Exercise instructions:
In the listing below, find the line containing "Point to the overcast" and the line containing "Point to the tram destination". Repeat exactly those two lines and every line between them, nothing more.

+-------+

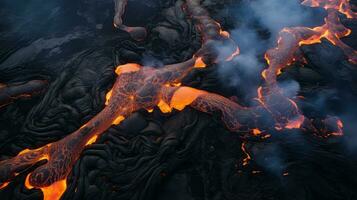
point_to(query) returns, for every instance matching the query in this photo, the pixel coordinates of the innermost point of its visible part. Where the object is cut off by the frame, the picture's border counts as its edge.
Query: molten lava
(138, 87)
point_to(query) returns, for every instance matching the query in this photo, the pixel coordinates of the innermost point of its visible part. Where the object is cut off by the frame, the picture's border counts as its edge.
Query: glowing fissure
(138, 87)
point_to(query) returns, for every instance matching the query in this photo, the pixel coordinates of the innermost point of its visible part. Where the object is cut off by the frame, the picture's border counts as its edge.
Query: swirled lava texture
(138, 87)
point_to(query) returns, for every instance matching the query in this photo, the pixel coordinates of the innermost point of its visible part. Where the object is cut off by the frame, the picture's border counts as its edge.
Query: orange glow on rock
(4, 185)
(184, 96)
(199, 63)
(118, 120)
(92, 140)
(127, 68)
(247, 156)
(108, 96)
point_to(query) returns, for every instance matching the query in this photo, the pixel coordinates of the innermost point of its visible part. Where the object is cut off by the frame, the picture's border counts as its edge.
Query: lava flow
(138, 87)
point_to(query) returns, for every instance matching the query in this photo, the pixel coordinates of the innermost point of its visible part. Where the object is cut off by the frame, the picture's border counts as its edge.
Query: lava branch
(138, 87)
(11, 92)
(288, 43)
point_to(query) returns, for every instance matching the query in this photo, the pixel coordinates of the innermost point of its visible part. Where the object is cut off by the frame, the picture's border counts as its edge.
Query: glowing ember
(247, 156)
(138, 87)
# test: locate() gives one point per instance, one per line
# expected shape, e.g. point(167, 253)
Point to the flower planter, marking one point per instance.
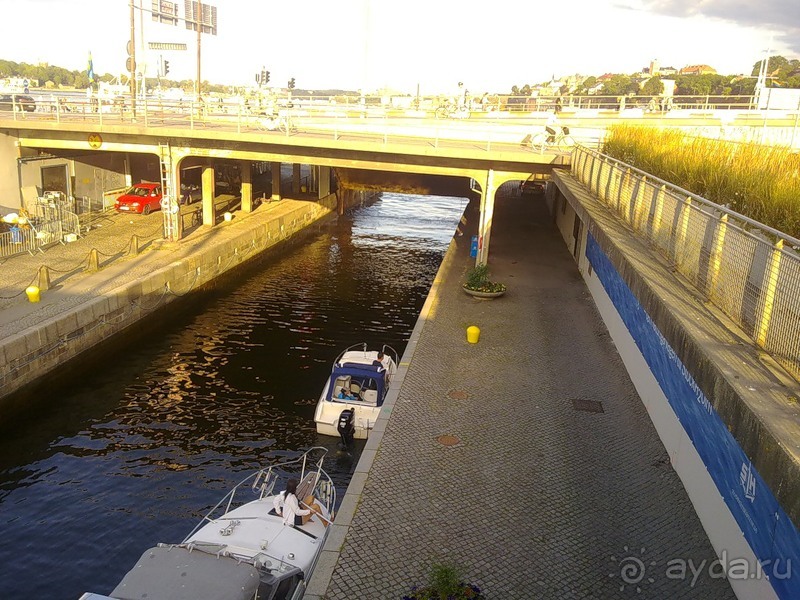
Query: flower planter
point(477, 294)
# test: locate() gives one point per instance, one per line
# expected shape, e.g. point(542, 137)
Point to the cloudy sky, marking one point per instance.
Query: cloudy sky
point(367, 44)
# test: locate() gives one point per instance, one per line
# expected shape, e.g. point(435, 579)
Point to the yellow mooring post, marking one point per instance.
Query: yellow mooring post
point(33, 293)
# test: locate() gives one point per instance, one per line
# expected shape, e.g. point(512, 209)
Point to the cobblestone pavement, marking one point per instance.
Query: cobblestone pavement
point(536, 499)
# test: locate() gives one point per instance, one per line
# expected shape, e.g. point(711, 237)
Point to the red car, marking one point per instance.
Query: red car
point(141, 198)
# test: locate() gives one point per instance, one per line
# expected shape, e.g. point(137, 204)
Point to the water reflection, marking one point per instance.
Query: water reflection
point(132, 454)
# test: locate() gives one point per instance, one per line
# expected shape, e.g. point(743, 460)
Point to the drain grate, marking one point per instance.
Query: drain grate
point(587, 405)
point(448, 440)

+-------+

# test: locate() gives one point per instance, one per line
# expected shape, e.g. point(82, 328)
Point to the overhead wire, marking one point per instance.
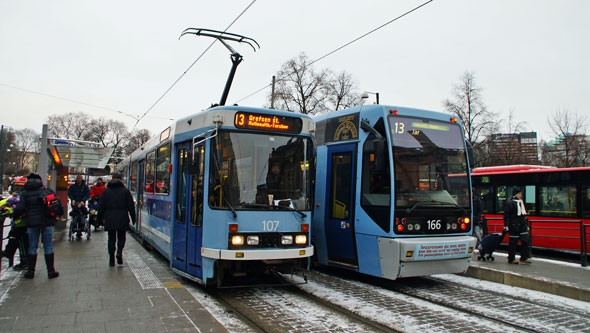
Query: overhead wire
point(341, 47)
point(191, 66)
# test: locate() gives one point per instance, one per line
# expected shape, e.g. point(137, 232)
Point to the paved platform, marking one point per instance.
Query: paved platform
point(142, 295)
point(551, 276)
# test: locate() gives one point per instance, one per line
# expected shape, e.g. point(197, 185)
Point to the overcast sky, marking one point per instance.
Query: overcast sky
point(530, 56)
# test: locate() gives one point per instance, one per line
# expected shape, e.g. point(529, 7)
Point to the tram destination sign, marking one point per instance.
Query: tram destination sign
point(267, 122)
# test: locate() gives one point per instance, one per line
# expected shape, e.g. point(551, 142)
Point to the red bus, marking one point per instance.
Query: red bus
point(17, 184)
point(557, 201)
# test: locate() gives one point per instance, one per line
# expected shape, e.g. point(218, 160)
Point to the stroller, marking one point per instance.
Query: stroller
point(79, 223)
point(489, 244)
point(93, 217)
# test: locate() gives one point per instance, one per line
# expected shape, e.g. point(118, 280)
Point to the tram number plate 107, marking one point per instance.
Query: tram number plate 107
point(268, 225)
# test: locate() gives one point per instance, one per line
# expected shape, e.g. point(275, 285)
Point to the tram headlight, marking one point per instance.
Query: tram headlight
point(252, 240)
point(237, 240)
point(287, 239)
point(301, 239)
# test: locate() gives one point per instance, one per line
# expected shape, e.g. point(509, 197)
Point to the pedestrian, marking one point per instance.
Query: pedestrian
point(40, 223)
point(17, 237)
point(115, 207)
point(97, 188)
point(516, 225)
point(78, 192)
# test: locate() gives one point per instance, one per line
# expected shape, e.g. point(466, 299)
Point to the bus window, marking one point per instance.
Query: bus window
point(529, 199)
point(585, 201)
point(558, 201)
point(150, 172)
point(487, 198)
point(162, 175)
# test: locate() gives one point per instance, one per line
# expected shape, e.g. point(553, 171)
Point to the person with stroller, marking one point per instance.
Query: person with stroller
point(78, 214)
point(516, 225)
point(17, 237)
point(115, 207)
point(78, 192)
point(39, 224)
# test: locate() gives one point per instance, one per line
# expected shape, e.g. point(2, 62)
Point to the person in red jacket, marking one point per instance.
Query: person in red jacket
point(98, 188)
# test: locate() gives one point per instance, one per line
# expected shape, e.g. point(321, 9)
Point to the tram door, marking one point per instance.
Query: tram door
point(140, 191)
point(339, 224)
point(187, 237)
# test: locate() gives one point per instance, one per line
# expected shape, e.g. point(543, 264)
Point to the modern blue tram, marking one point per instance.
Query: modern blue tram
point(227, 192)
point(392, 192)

+-------+

Exercise output:
Point to the overcast sky, marking one point per instance.
Query: overcast sky
point(530, 56)
# test: locate() gives one point per instance, one per line
# expected shape, e.g. point(529, 7)
Point to the tram destination sign, marking one point per instance.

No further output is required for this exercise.